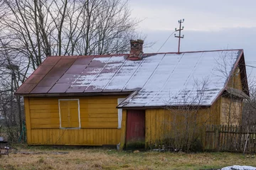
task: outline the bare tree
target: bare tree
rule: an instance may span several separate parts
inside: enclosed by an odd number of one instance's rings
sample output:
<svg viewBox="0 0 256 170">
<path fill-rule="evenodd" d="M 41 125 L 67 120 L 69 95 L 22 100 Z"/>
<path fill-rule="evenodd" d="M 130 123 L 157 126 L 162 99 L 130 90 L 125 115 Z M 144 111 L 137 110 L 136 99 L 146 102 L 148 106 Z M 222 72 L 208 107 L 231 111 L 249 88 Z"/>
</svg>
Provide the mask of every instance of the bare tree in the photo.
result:
<svg viewBox="0 0 256 170">
<path fill-rule="evenodd" d="M 6 49 L 33 69 L 50 55 L 124 53 L 137 35 L 127 1 L 4 0 L 0 9 Z"/>
<path fill-rule="evenodd" d="M 24 119 L 14 91 L 46 57 L 128 52 L 138 35 L 130 14 L 127 0 L 1 1 L 0 115 L 9 130 L 21 132 Z"/>
</svg>

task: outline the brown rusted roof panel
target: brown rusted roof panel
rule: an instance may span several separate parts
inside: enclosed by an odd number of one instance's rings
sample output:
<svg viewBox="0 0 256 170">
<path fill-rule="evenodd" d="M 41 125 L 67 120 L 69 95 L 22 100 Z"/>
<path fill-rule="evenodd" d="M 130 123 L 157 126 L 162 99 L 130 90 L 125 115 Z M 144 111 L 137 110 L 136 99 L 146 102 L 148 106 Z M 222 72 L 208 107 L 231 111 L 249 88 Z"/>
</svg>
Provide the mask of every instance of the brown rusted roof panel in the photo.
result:
<svg viewBox="0 0 256 170">
<path fill-rule="evenodd" d="M 93 58 L 94 56 L 80 56 L 73 65 L 88 65 Z"/>
<path fill-rule="evenodd" d="M 87 86 L 70 86 L 67 90 L 66 93 L 82 93 Z"/>
<path fill-rule="evenodd" d="M 58 81 L 58 84 L 70 84 L 74 82 L 79 76 L 80 74 L 65 74 Z"/>
<path fill-rule="evenodd" d="M 65 74 L 81 73 L 87 67 L 87 65 L 72 65 Z"/>
<path fill-rule="evenodd" d="M 33 74 L 46 74 L 53 67 L 53 65 L 40 65 Z"/>
<path fill-rule="evenodd" d="M 31 94 L 46 94 L 52 86 L 38 86 L 33 89 Z"/>
<path fill-rule="evenodd" d="M 55 84 L 53 88 L 48 91 L 51 94 L 65 93 L 71 86 L 71 84 Z"/>
<path fill-rule="evenodd" d="M 43 62 L 42 63 L 41 65 L 54 66 L 61 58 L 62 58 L 62 57 L 58 57 L 58 56 L 47 57 L 43 61 Z"/>
<path fill-rule="evenodd" d="M 16 94 L 30 94 L 33 89 L 35 88 L 36 84 L 23 84 L 18 88 Z"/>
<path fill-rule="evenodd" d="M 38 86 L 52 86 L 55 83 L 56 81 L 59 79 L 59 76 L 46 76 L 41 81 L 38 83 Z"/>
<path fill-rule="evenodd" d="M 25 84 L 38 84 L 46 74 L 33 74 L 26 81 Z"/>
</svg>

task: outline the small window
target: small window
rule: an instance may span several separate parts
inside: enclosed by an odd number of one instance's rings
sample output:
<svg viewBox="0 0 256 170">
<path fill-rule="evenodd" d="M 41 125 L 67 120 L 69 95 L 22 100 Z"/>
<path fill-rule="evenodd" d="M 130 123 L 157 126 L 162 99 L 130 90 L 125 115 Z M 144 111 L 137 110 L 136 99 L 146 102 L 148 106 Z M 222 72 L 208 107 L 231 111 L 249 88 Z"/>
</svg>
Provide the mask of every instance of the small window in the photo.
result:
<svg viewBox="0 0 256 170">
<path fill-rule="evenodd" d="M 80 128 L 79 99 L 59 99 L 60 128 Z"/>
<path fill-rule="evenodd" d="M 118 98 L 117 99 L 117 104 L 121 103 L 125 98 Z M 122 127 L 122 109 L 119 108 L 118 109 L 118 129 L 121 129 Z"/>
</svg>

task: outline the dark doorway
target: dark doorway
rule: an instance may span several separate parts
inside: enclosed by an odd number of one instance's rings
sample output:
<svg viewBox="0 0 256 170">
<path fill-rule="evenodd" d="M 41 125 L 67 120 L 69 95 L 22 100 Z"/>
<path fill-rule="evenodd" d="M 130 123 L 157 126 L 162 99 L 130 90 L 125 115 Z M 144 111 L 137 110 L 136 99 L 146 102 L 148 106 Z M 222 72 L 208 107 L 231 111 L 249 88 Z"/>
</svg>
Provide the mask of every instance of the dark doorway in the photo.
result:
<svg viewBox="0 0 256 170">
<path fill-rule="evenodd" d="M 145 147 L 145 110 L 128 110 L 126 149 Z"/>
</svg>

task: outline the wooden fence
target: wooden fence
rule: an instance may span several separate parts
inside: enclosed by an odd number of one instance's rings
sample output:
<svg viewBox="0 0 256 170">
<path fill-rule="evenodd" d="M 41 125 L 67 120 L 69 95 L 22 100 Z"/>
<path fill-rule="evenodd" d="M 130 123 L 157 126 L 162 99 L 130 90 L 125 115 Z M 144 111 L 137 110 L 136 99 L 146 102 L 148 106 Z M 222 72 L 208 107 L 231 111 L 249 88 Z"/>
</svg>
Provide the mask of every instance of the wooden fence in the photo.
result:
<svg viewBox="0 0 256 170">
<path fill-rule="evenodd" d="M 255 153 L 256 126 L 207 125 L 205 149 Z"/>
</svg>

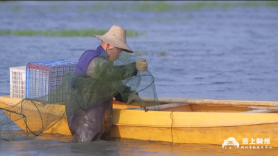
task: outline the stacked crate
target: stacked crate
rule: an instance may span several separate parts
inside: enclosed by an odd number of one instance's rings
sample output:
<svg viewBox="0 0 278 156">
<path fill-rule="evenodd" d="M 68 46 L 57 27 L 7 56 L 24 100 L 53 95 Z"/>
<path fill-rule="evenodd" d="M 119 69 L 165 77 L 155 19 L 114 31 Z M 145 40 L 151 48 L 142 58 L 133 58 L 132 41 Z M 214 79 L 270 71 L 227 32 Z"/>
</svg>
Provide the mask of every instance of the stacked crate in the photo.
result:
<svg viewBox="0 0 278 156">
<path fill-rule="evenodd" d="M 48 94 L 56 90 L 67 73 L 74 72 L 76 63 L 65 59 L 28 63 L 26 67 L 26 98 L 40 99 L 42 102 L 50 98 L 55 103 L 65 102 L 65 96 L 63 94 L 56 94 L 55 97 Z"/>
<path fill-rule="evenodd" d="M 10 67 L 10 96 L 25 98 L 26 66 Z"/>
</svg>

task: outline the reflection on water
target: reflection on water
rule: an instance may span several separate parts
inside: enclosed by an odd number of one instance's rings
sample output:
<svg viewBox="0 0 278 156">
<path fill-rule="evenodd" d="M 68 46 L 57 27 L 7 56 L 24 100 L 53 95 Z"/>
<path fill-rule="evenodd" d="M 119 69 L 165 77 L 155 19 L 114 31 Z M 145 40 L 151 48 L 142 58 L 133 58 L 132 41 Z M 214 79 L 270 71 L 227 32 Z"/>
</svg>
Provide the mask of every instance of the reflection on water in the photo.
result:
<svg viewBox="0 0 278 156">
<path fill-rule="evenodd" d="M 1 155 L 277 155 L 278 148 L 224 149 L 210 144 L 173 144 L 127 139 L 72 143 L 70 136 L 42 135 L 33 141 L 1 141 Z"/>
</svg>

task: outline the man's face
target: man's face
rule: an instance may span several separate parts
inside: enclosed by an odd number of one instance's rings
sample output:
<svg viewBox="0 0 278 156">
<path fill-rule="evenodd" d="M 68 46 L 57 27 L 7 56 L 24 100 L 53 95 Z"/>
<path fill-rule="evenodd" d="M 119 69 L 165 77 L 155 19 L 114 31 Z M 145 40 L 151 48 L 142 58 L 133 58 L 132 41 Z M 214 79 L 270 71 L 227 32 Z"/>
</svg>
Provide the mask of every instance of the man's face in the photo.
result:
<svg viewBox="0 0 278 156">
<path fill-rule="evenodd" d="M 107 49 L 107 54 L 109 55 L 109 60 L 111 62 L 114 62 L 117 60 L 122 55 L 122 49 L 119 49 L 115 46 L 110 45 L 108 49 Z"/>
</svg>

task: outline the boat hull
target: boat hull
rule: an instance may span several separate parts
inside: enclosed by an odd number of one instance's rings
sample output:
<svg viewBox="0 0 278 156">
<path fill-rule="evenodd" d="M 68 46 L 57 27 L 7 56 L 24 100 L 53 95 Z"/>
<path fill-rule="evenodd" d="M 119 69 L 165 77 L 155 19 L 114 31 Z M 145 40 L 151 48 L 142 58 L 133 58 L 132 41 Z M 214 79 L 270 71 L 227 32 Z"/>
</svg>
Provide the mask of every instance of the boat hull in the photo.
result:
<svg viewBox="0 0 278 156">
<path fill-rule="evenodd" d="M 0 107 L 4 107 L 20 99 L 0 97 Z M 277 113 L 242 113 L 252 109 L 240 105 L 185 105 L 146 112 L 124 110 L 125 107 L 122 103 L 113 103 L 112 137 L 217 145 L 222 145 L 225 139 L 234 137 L 241 146 L 278 147 Z M 44 133 L 71 135 L 65 117 Z M 243 144 L 243 138 L 248 139 L 248 144 Z M 257 138 L 269 138 L 270 141 L 257 144 Z M 250 144 L 252 139 L 254 144 Z"/>
</svg>

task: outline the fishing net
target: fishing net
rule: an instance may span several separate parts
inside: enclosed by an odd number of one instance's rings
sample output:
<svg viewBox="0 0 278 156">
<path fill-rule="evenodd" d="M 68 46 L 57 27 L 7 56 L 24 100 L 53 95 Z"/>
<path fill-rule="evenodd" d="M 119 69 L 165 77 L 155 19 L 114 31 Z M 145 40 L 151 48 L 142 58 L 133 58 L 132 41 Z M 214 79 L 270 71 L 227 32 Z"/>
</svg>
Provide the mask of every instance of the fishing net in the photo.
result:
<svg viewBox="0 0 278 156">
<path fill-rule="evenodd" d="M 151 72 L 137 71 L 135 62 L 138 59 L 135 56 L 122 53 L 113 58 L 108 53 L 117 54 L 115 49 L 108 51 L 111 51 L 103 52 L 94 67 L 67 74 L 49 94 L 1 107 L 1 139 L 33 139 L 67 115 L 78 114 L 113 97 L 126 103 L 128 109 L 153 106 L 158 110 L 160 103 Z"/>
</svg>

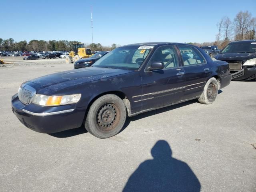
·····
POR HACER: ¿Cuántas líneas del listado tienen la palabra "tree"? Responde solo con el número.

RESPUESTA: 3